Document passage:
There are a few ways one comes to own a Cadillac Escalade.
- Your Instagram account finally takes off.
- Your startup lands that second round of VC cash.
- You buy a milquetoast Chevrolet, trade it in for a bigger Chevy, trade that in for a Buick and, finally, after years of socioeconomic scrambling, General Motors drops you off in Caddyland.
On Tuesday, the blue-blood bank unveiled a low-cost digital platform dubbed Marcus aimed at those with $1,000 and up to invest, the Minors of the Universe. Named after the firm’s founder, Marcus is the starter Goldman — Goldman Lite, if you will.
The investment platform, which automatically allocates and rebalances pint-sized portfolios into ETFs, is part of a suite of regular-person products. Goldman now has savings accounts, personal loans and a credit card. Marcus skims .35% of invested assets in a year, versus fees of at least 1% that the Goldman grown-ups pay.
Mind you, this isn’t strategic rocket surgery. For years, nearly every wealth management shop has tried to creep further down the socioeconomic pyramid. It’s a volume play and a bet that some of those scrappy savers will someday become the most prized commodity on Wall Street: UHNWI, ultra-high net worth individuals.
The difference is the name recognition. “Goldman Sachs” carries some verbal heft that “Stash” and “Betterment” do not. Also, Goldman may well have better robots, the cyber advisors, and algorithms shuffling the funds around.
Matt Levine, my colleague and a Goldman alumnus, calls Marcus an “out-of-character side project.” He also notes that a nameless, faceless robot would be a great vehicle to pump convoluted structured products into unsophisticated, unsuspecting accounts. Maybe that’s Plan B.

What you are asked to do:
Summarize the article on Goldman Sachs's Marcus platform in two sentences.

Entries provided:

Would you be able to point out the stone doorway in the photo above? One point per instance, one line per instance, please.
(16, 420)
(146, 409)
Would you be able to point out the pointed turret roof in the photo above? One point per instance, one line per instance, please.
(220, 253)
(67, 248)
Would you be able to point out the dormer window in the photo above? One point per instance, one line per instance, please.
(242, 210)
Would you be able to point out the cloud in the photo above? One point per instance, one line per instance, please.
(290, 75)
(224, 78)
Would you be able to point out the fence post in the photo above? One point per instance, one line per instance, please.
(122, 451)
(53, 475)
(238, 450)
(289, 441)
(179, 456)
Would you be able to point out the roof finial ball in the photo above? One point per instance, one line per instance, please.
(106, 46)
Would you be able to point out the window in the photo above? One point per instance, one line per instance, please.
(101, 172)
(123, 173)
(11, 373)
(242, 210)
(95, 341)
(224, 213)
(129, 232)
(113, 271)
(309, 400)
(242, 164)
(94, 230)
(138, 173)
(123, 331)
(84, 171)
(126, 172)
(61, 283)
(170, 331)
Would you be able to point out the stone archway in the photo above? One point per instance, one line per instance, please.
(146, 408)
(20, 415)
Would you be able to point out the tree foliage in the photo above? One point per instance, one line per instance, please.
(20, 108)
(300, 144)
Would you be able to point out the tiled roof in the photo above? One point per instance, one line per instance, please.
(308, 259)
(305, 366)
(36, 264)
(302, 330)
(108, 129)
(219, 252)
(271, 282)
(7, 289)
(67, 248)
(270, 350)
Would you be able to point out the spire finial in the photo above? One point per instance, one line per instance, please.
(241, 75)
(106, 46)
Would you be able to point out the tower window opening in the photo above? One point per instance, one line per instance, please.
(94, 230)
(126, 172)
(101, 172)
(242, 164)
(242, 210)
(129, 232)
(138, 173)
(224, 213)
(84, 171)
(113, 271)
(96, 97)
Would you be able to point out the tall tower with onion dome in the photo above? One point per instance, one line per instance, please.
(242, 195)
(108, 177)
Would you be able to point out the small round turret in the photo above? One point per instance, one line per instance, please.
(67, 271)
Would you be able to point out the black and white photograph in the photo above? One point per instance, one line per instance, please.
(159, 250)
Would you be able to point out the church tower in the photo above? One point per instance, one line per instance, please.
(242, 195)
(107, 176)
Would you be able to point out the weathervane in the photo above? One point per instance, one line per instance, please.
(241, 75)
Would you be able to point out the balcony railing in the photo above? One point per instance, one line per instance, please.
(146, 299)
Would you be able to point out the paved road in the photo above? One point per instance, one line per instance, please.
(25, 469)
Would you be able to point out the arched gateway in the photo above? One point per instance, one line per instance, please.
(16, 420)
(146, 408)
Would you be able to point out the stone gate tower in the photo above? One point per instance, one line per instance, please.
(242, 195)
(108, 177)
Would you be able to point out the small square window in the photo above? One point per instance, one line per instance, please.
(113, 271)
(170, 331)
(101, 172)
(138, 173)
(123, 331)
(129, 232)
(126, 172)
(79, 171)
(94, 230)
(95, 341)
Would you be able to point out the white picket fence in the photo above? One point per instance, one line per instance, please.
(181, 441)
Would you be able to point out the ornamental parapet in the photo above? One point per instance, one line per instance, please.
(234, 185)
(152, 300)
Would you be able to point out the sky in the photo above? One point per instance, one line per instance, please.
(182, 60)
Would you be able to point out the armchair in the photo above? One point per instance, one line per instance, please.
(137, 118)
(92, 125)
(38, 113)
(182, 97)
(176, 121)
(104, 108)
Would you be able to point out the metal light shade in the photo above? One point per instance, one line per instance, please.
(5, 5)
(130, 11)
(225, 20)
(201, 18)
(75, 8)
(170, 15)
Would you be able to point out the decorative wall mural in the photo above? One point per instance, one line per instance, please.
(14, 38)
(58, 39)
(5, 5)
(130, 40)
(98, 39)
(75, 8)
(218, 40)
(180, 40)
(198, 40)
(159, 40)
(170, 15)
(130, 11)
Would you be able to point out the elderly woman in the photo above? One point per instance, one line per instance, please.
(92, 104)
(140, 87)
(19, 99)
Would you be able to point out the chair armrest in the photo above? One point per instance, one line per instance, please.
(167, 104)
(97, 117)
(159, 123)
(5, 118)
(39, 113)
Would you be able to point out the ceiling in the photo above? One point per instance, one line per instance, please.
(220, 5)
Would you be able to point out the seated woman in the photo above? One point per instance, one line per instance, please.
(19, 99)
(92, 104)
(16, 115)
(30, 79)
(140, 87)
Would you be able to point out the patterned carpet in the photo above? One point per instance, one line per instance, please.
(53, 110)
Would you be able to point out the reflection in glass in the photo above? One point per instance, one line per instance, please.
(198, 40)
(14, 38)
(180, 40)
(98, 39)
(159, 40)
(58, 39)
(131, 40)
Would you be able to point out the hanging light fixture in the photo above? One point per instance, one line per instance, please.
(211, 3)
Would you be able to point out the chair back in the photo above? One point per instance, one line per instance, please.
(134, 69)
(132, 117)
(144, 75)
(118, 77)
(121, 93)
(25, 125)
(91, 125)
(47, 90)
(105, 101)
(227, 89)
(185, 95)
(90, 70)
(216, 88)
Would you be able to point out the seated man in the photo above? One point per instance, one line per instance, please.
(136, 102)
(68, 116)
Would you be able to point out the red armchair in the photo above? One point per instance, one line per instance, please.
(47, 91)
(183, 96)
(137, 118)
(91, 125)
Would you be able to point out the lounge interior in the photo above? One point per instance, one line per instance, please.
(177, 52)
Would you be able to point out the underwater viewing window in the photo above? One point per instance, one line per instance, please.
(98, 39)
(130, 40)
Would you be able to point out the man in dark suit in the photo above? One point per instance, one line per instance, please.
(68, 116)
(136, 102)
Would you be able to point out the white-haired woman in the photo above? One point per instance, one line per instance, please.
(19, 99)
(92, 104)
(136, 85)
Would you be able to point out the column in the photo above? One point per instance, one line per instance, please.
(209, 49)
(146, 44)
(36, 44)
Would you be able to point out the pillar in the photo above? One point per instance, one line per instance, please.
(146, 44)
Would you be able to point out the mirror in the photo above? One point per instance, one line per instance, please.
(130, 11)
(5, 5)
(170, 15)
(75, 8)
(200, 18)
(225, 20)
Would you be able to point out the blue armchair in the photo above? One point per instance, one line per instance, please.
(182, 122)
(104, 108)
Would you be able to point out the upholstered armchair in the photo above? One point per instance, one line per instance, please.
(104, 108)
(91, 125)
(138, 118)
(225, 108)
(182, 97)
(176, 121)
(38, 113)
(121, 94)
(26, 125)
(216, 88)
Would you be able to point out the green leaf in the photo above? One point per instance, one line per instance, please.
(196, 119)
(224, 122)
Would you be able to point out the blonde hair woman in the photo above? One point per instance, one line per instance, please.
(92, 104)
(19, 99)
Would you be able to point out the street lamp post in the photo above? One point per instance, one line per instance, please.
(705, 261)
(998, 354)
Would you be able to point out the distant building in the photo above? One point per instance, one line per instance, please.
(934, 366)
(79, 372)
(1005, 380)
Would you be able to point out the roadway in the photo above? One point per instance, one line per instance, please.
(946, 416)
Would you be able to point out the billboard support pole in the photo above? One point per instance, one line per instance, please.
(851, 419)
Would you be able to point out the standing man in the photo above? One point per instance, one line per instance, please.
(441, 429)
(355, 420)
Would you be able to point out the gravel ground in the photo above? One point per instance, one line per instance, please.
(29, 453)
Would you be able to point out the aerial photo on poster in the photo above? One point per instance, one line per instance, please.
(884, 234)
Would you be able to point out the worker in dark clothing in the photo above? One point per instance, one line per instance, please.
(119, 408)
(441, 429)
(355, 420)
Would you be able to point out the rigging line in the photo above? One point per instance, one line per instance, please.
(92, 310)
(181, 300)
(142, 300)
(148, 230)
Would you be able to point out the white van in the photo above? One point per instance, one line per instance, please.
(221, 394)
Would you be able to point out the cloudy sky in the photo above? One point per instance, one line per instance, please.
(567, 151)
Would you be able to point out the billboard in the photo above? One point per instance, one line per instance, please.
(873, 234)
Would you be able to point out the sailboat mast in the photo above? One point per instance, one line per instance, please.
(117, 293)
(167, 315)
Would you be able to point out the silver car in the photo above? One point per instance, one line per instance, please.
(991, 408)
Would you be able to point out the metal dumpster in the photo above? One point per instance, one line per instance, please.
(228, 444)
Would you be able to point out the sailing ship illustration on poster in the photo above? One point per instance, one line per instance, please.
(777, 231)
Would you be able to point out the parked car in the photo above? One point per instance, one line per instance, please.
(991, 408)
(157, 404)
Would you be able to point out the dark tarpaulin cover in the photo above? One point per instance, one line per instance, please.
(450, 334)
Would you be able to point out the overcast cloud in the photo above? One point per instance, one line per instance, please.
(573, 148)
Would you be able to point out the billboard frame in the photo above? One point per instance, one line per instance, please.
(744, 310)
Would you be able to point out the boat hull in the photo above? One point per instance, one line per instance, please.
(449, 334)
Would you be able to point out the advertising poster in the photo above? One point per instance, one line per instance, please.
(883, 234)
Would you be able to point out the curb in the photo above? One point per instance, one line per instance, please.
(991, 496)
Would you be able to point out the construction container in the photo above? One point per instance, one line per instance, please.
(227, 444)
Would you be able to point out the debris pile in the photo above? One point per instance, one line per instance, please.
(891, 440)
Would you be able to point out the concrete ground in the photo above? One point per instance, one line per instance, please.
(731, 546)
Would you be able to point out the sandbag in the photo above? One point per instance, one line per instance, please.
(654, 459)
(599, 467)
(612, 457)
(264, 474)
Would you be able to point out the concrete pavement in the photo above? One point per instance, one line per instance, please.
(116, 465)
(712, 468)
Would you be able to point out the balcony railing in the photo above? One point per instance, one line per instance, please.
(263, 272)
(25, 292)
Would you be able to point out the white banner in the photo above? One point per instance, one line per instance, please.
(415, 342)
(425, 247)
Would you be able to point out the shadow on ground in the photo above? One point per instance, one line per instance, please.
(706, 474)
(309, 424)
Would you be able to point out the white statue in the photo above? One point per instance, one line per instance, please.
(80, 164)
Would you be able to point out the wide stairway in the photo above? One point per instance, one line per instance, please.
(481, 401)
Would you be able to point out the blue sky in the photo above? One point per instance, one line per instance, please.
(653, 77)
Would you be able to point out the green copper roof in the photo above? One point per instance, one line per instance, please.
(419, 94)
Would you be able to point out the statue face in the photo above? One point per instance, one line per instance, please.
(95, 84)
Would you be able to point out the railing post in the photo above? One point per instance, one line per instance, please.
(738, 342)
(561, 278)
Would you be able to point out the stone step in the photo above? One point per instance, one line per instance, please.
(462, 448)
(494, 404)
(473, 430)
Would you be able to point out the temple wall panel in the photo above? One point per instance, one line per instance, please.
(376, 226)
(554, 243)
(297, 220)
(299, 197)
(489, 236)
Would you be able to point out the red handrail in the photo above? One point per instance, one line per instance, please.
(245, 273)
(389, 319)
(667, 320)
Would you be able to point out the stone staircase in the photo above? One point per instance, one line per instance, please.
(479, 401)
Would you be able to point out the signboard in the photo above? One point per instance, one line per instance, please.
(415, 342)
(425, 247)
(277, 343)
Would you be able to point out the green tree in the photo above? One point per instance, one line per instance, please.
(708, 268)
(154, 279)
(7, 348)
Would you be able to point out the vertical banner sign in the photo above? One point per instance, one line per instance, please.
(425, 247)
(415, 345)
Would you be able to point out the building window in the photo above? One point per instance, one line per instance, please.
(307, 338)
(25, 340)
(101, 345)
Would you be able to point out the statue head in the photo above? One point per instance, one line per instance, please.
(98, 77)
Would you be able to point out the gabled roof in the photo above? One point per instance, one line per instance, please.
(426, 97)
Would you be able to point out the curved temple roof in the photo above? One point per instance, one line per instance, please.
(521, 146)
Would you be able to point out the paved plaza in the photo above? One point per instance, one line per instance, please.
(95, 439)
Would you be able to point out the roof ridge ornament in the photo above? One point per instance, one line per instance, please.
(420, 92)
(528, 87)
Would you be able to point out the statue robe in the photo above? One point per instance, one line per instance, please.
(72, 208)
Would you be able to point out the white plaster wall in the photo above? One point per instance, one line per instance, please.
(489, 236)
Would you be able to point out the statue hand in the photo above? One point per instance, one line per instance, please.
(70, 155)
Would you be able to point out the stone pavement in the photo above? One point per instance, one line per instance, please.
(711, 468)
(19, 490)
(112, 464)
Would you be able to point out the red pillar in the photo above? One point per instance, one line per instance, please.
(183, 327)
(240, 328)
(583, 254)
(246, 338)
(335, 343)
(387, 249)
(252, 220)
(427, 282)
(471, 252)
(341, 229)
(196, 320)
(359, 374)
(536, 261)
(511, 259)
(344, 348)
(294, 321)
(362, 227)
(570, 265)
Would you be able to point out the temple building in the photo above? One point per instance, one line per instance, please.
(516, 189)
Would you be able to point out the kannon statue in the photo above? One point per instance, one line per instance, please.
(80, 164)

Response box:
Goldman Sachs has unveiled Marcus, a low-cost digital platform for people with $1,000 and up to invest, which automatically allocates and rebalances small portfolios into ETFs for .35% of invested assets a year, compared with fees of at least 1% for its established clients. The move follows years of wealth management firms reaching further down the socioeconomic pyramid in hopes that some small savers become ultra-high net worth individuals, and Goldman's advantage lies in its name recognition and possibly better robots and algorithms.